Natural language region descriptions:
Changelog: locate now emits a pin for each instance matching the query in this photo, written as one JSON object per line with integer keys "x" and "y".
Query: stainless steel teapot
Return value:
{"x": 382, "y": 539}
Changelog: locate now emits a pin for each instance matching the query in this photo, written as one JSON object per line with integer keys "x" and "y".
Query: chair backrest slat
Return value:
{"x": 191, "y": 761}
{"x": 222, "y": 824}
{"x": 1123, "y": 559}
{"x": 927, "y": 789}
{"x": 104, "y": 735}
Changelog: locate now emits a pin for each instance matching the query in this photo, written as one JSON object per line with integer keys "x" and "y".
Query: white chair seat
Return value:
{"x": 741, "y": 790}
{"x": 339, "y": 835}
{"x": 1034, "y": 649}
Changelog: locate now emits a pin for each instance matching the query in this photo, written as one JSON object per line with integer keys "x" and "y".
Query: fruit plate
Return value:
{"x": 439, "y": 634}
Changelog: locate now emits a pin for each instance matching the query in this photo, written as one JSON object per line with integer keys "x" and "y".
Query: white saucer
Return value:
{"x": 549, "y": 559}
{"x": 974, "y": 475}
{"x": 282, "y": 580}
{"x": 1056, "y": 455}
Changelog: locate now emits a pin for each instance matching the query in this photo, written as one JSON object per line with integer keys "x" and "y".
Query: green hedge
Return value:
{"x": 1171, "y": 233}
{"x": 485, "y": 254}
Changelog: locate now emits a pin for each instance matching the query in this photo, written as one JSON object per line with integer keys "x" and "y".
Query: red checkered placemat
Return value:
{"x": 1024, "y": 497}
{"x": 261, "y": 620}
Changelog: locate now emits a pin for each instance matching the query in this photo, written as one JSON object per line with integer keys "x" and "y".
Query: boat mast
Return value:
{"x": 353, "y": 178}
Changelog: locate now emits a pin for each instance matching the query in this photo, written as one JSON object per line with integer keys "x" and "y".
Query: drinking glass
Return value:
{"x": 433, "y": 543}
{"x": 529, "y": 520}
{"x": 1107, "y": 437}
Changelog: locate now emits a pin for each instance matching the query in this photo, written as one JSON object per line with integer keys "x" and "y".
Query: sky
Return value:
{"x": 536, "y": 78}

▶ [WHAT TO WORK ON]
To complete the exercise, print all of the entries exactly.

▶ [SOLUTION FOR THIS EXERCISE]
Changelog: locate now emits a pin for each instance matching the query in this photo, written as one JSON object per line with integer keys "x" and "y".
Query: stainless steel teapot
Return value:
{"x": 382, "y": 539}
Changelog: locate now emits a pin for each instance matching the query in this photo, written as one JSON object per line with integer keys "x" and "y".
Query: chair backrest slat
Return value:
{"x": 191, "y": 761}
{"x": 222, "y": 824}
{"x": 1123, "y": 559}
{"x": 927, "y": 789}
{"x": 104, "y": 735}
Changelog: locate now emits a pin for each instance matching the query in this photo, written as one JSON object per line with integer keys "x" and "y".
Query: white chair seat
Return value:
{"x": 741, "y": 790}
{"x": 339, "y": 835}
{"x": 1034, "y": 649}
Changelog: locate now emits a pin for each instance matching the query in this photo, written as one JSON object per line with integer keys "x" and "y".
Query: fruit plate
Return value:
{"x": 439, "y": 634}
Changelog: locate now emits a pin for each instance matching the query in this photo, written as one JSON object per line with integer keys "x" and "y".
Query: white saucer
Return value:
{"x": 549, "y": 559}
{"x": 974, "y": 475}
{"x": 282, "y": 580}
{"x": 1056, "y": 455}
Changelog: locate now emits a pin for each instance matching the query in this photo, written as one JSON object per line with integer keys "x" and "y".
Query: green hedge
Return value:
{"x": 1171, "y": 233}
{"x": 485, "y": 254}
Changelog: locate now emits a pin for each instance matching the query in this photo, written as one JSON object per line with integer keys "x" and "y".
Query: red checkered placemat
Return value:
{"x": 1024, "y": 497}
{"x": 261, "y": 620}
Changelog: locate now emits a pin for each instance matching the query in this photo, written as one JSON object per line with integer keys "x" and "y".
Query: boat mast
Return value:
{"x": 353, "y": 178}
Changelog: locate now emits a pin for each instance matching the query in this photo, written as one JSON object per line with integer keys "x" and "y".
Query: drinking glass
Return value:
{"x": 433, "y": 543}
{"x": 529, "y": 520}
{"x": 1107, "y": 437}
Changelog: locate now emits a pin for each instance matching the query in this photo, written as one JSON object per line with integer keys "x" and "y".
Query: sky
Return value:
{"x": 536, "y": 78}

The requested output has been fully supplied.